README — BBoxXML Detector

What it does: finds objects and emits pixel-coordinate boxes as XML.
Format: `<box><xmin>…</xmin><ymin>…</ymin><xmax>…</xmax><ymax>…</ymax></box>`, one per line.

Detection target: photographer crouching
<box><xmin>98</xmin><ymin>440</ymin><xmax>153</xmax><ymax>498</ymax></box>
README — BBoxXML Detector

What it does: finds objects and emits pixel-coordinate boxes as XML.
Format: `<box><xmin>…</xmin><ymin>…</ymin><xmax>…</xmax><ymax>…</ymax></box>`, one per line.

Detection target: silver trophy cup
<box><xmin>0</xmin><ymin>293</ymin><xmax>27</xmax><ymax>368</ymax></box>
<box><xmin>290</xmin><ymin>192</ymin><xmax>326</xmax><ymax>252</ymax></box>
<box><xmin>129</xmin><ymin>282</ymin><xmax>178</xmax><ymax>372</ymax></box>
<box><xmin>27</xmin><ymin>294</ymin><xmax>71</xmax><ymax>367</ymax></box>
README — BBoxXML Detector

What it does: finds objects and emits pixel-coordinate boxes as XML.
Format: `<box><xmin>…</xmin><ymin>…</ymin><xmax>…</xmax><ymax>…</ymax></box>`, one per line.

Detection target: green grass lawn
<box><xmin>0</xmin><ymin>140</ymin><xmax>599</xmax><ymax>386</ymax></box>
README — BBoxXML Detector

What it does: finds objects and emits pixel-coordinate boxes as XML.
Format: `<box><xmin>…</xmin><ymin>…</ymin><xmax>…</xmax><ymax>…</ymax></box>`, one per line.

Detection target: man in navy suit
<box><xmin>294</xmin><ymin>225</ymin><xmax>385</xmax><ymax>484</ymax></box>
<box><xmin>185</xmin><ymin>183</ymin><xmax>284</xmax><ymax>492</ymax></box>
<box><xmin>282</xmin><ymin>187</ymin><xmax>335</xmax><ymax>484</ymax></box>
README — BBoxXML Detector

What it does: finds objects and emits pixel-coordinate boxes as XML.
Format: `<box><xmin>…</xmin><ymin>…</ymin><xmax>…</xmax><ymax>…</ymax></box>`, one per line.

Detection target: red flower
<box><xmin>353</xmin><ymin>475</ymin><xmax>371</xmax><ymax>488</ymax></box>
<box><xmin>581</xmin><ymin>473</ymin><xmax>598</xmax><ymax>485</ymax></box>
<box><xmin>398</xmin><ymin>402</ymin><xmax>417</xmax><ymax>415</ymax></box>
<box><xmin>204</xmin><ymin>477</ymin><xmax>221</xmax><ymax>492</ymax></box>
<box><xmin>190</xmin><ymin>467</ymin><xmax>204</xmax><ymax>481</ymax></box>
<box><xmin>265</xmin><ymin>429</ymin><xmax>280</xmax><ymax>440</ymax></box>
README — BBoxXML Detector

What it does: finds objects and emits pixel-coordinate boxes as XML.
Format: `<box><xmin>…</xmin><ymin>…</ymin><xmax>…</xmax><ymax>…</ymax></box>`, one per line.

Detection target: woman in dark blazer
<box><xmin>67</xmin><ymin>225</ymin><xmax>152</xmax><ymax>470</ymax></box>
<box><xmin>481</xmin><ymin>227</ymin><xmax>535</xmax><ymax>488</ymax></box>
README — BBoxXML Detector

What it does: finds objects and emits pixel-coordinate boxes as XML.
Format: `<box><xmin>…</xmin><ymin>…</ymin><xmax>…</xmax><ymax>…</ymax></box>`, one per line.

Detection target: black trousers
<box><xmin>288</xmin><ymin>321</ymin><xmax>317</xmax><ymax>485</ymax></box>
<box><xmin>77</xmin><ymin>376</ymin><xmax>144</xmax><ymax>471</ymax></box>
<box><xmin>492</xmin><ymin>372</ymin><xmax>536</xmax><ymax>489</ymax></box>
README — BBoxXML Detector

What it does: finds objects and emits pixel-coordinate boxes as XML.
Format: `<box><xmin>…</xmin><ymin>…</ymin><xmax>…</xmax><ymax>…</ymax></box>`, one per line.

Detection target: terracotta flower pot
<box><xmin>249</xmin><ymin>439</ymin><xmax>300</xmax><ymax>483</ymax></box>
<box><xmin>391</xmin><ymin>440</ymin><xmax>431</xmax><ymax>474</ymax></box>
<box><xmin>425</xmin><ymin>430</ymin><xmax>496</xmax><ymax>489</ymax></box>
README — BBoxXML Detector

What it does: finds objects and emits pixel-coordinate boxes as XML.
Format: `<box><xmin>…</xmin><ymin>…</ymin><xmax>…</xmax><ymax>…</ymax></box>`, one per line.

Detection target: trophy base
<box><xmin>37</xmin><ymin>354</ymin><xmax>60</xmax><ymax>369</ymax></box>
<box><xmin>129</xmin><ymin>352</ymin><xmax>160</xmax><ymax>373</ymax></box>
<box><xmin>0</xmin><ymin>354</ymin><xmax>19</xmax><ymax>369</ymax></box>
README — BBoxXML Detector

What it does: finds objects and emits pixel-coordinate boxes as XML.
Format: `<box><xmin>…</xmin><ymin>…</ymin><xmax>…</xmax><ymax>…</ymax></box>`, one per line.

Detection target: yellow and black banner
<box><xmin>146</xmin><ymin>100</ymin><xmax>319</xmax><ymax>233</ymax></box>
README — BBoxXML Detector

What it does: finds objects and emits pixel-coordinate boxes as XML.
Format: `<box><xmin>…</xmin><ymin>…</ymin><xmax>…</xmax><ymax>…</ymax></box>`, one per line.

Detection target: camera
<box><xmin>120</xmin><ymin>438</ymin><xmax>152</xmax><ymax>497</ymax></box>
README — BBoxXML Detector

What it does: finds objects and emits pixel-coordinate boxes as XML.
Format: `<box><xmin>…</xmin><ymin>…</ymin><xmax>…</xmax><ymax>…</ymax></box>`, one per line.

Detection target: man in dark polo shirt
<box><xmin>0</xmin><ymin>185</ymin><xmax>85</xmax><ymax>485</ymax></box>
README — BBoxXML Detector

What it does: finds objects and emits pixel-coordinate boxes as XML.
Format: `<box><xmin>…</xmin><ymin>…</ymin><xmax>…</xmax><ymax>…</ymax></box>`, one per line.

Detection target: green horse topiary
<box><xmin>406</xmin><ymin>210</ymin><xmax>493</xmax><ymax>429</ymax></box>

» **SHORT EXERCISE**
Return every line of the records that contains the string "flower".

» **RESULT OF THE TASK**
Detection target: red flower
Detection target: terracotta flower pot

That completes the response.